* _Given request_
Write out all records as given; omit images.

* _Stored data_
------------

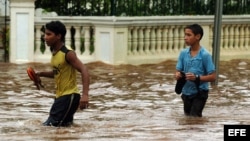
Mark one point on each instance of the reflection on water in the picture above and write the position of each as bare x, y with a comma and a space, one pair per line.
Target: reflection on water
126, 103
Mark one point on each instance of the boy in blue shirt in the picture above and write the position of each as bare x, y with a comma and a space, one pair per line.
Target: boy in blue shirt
197, 65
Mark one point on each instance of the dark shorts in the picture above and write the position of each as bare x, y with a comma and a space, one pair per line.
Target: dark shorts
194, 104
63, 110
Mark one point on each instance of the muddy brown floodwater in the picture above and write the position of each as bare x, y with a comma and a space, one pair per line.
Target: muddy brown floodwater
135, 103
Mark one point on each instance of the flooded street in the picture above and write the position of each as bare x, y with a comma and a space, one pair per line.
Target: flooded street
135, 103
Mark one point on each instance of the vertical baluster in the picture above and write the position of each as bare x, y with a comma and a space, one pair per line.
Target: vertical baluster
225, 41
170, 39
86, 33
129, 41
236, 36
231, 37
164, 39
158, 39
77, 40
247, 36
222, 39
241, 36
152, 40
67, 36
176, 39
147, 40
37, 40
135, 41
140, 40
181, 37
211, 37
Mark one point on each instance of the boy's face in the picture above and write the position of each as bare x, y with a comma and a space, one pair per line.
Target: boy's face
51, 38
190, 38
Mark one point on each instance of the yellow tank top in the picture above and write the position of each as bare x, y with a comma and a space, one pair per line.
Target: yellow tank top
64, 74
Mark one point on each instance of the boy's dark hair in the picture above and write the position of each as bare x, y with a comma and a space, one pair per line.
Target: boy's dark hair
196, 29
57, 27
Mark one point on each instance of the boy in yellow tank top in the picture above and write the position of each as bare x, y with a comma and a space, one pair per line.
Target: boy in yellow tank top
65, 65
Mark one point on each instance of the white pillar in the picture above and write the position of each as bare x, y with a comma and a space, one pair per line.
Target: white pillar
111, 44
22, 31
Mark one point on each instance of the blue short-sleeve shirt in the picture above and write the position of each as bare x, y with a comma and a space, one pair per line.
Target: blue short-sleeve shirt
201, 64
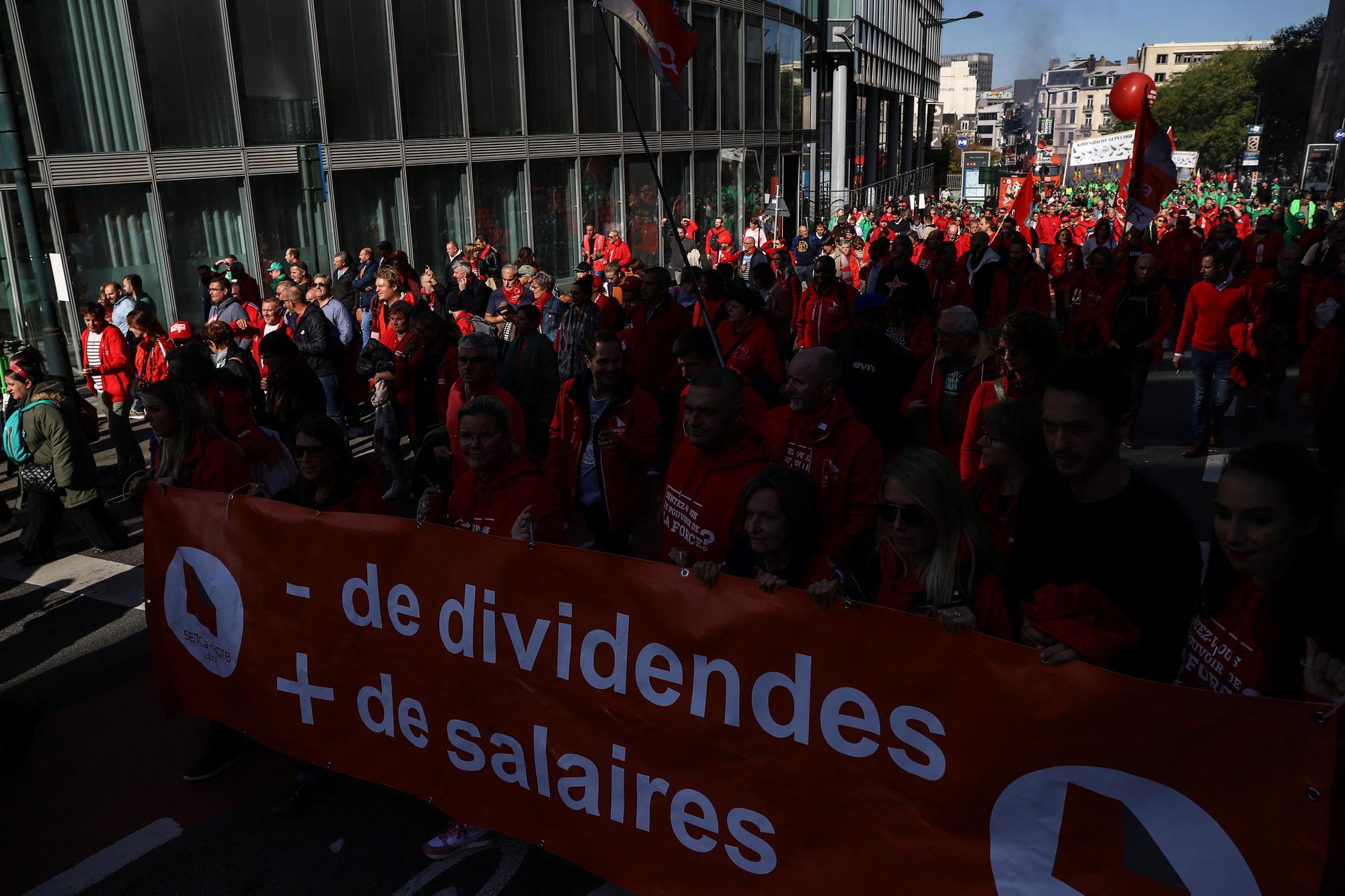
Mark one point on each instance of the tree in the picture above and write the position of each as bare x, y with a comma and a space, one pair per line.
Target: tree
1210, 107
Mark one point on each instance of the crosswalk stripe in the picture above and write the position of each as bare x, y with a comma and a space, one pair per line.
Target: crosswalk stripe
111, 860
84, 576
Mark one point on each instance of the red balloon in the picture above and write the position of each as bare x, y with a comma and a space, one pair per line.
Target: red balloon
1128, 96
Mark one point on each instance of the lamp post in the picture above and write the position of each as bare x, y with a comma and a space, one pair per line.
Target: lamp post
922, 126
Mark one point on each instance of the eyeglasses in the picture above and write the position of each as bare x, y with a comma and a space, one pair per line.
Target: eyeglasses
485, 438
910, 514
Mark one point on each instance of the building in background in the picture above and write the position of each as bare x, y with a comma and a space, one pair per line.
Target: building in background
958, 88
872, 52
165, 134
981, 67
1165, 61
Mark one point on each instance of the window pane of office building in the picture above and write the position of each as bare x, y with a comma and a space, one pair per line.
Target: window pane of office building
642, 210
438, 204
753, 73
547, 67
494, 107
108, 233
368, 209
283, 221
705, 85
84, 89
22, 271
598, 89
640, 79
731, 71
357, 69
274, 60
707, 171
501, 194
204, 222
428, 69
185, 73
731, 192
771, 75
556, 222
601, 188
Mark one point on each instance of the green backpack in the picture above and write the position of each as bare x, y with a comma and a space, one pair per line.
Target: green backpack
13, 438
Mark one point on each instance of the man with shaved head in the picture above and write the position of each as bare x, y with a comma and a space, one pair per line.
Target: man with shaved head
820, 434
1133, 322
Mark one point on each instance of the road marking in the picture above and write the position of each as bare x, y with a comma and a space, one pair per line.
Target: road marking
84, 576
111, 860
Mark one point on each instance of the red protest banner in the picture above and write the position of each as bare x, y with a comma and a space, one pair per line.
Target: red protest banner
680, 739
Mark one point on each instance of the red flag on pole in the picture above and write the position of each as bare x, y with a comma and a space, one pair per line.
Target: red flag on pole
1022, 209
1151, 174
668, 40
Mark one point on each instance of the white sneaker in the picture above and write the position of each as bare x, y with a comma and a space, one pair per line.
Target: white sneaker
459, 836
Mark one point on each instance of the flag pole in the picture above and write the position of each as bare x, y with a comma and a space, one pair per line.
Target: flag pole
658, 182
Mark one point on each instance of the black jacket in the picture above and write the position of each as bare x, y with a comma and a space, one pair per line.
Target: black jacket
344, 288
529, 373
318, 342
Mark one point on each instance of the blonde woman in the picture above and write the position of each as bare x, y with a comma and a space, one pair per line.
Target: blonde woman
927, 553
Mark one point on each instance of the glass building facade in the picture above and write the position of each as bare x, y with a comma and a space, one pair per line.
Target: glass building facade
165, 134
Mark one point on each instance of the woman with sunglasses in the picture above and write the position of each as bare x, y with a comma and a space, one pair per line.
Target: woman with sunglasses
502, 493
927, 555
1012, 447
329, 477
1028, 348
779, 542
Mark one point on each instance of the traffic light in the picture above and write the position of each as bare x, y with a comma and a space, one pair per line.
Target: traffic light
311, 177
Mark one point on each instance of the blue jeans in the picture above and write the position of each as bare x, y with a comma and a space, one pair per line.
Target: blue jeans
332, 388
1211, 373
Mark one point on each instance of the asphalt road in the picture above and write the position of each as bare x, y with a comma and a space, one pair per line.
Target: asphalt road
102, 805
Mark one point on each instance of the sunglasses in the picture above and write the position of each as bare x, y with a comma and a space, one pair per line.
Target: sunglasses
911, 514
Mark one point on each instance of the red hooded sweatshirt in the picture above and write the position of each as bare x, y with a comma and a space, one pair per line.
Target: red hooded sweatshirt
751, 352
623, 473
492, 507
701, 497
827, 314
841, 456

------------

* _Finished exercise_
Mark one point on each instance of the reflection on water in the picture above and write the position of each as bare x, y with a comma and a space, one pair per line.
Target: reflection on water
126, 103
Mark one point on each instance of the boy in blue shirt in the picture above and write the position of each as bare x, y with a comma and a space, one pair per line.
Target: boy in blue shirt
197, 65
Mark one point on each instance of the dark shorts in the picture above and write the position of each as bare x, y with a comma and a space, one pair per line.
Target: dark shorts
194, 104
63, 110
Mark one point on each instance of the muddy brown floodwater in the picture above and write the position of each as bare x, y with a comma and a space, one pair per line.
Target: muddy brown floodwater
135, 103
Mark one point on each instance of the flooded street in the picture above and write the position of each as bare x, y with a comma and a space, one pair per line.
Target: flooded street
135, 103
Mark one point on each instance of the vertical baluster in the picture above and write the position of each as bare x, y with a comma and a space, one pair per line.
Target: vertical baluster
225, 41
170, 39
86, 33
129, 41
236, 36
231, 37
164, 39
158, 39
77, 40
247, 36
222, 39
241, 36
152, 40
67, 36
176, 39
147, 40
37, 40
135, 41
140, 40
181, 37
211, 37
Mark one point on each instance of the boy's face in the picture above and write the position of each as bare x, y with a comma and a space, one pair per line.
Target: boy's face
51, 38
190, 38
Mark one point on each instance of the yellow tank top in the picture above and write the position of each as bare x, y with a comma and a space, one pair per line.
Target: yellow tank top
64, 74
Mark one point on each instance of the boy's dark hair in the picture above and write the position of each as bare x, y with a comma and a space, one pair per line.
Target: boy's dark hair
196, 29
57, 27
Mark one point on each instance of the boy in yellow tank top in the picture above and write the position of each as bare x, y with a comma and a space, one pair per line.
Target: boy in yellow tank top
65, 65
Mark one point on each instance of the white pillar in the picture above and write the position of each as bare x, y with a comma and a space, one pair per line.
Target: white pillar
111, 44
22, 31
Mark one point on each instance of the blue short-sleeve shirt in the picture above and write the position of each as bare x, y with a comma and a space, one pair per line.
Target: blue short-sleeve shirt
201, 64
Mark one point on each instance of the tree in the picture above and write the position of each as bare x, y with a comma and a space, one pair per line.
Target: tree
1210, 107
Mark one point on each instance of the crosswalk stripe in the picture above and write the position of each as bare x, y with a comma and a space, one pair per line.
Target: crosswalk stripe
111, 860
84, 576
Mark one point on each instance of the red balloon in the picture above and write the position of each as bare x, y with a comma and a space, one pair per line.
Target: red balloon
1128, 96
Mark one point on each instance of the lamp post in the picture above and write the position of each as bare x, y with a comma and a space, one pair per line.
Target: lamp post
922, 126
Mark one point on each instance of the eyeglasses in the picture above and write the position of each as bare x, y with a comma and a space, one pair per line.
Target: eyeglasses
485, 438
910, 514
Mark one point on each instance of the building in background in the picture above and write the position of each as bare x, y with a comma and a space, one pair per line.
Target: building in background
958, 88
872, 52
165, 134
981, 67
1165, 61
Mark one point on each instance of the window pane of office building in the picture above and write the position of each as bare x, y with a comma and a space, one pair per line.
Target: window pane of office building
642, 210
438, 204
753, 73
547, 67
494, 107
108, 233
368, 209
283, 221
705, 85
84, 89
22, 271
598, 89
640, 79
731, 71
357, 69
274, 60
707, 171
501, 194
204, 222
428, 69
185, 73
731, 192
771, 75
556, 222
601, 188
Mark one point on each instance of the green backpack in the picture above and write the position of each as bare x, y with a comma and a space, one pair per line.
Target: green backpack
13, 438
Mark one point on each instance of the man with shaved head in the picture above and write the position of each as bare x, y with a comma and a space, one pair per line.
Target: man with shaved head
820, 434
1133, 322
Mark one point on each instance of the road marking in the picture above and write the position of each as bare x, y with a comma and a space, one pair per line.
Target: road marking
84, 576
111, 860
Mark one point on each instance of the red protest banner in the picture above and write the position of each as bare x, y with a comma and a space, one pair per line.
Target: red protest banner
680, 739
Mark one point on each instance of the red flag on pole in the picture above and write the position of each as bare x, y with a comma and a space, one pair per line.
Target: red flag on pole
1022, 209
1151, 174
668, 40
Mark one point on each instance of the white sneaker in the picture above and write the position of each as bare x, y with a comma and a space, one pair per line.
Target: white sneaker
459, 836
Mark one point on each instance of the flag pole in the picture above and write the position of each as bare x, y with a comma and a space, one pair per line.
Target: flag pole
658, 182
Mark one point on each instance of the black jacket in the picture above and write the position of each as bare x, y with a comma and a space, one pair per line.
Target: black jacket
344, 288
529, 373
318, 342
Mark one point on each instance of the blonde woman in the picture above and write the position of each as bare x, y with a comma and a space, one pair per line.
Target: blonde woman
927, 553
Mark one point on each instance of the glass building facade in the picture above and write the position of each as bare x, y with a comma and a space, one pair per line.
Target: glass building facade
165, 134
Mark one point on each instance of the woman with sunglasses in the picture above and write the position of each as bare x, y with a comma and a space, one pair per line.
Target: woman with sunglasses
502, 493
927, 555
1012, 447
329, 477
1028, 348
779, 542
Mark one point on each instance of the traffic light in the picture above and write the position of each as bare x, y with a comma and a space, one pair per line.
Target: traffic light
311, 177
Mark one point on each instance of the blue jeans in the picture above and write the position of each as bare x, y with a comma and a space, one pair per line.
Target: blue jeans
332, 388
1211, 373
Mark one point on each instance of the asphalt road in the picture above and write the position of each as bare x, y with a comma and a space, one pair per line.
Target: asphalt road
102, 805
Mark one point on each instance of the sunglasses in the picture above and write the position of each as bare x, y with a comma and a space, one pair per line.
Target: sunglasses
911, 514
Mark one point on each instance of the red hooded sweatshirt in the picture above and write the position of each as bare x, y with a comma and a space, one pair per line.
Target: red hooded sweatshirt
751, 352
623, 473
492, 507
701, 497
827, 314
841, 456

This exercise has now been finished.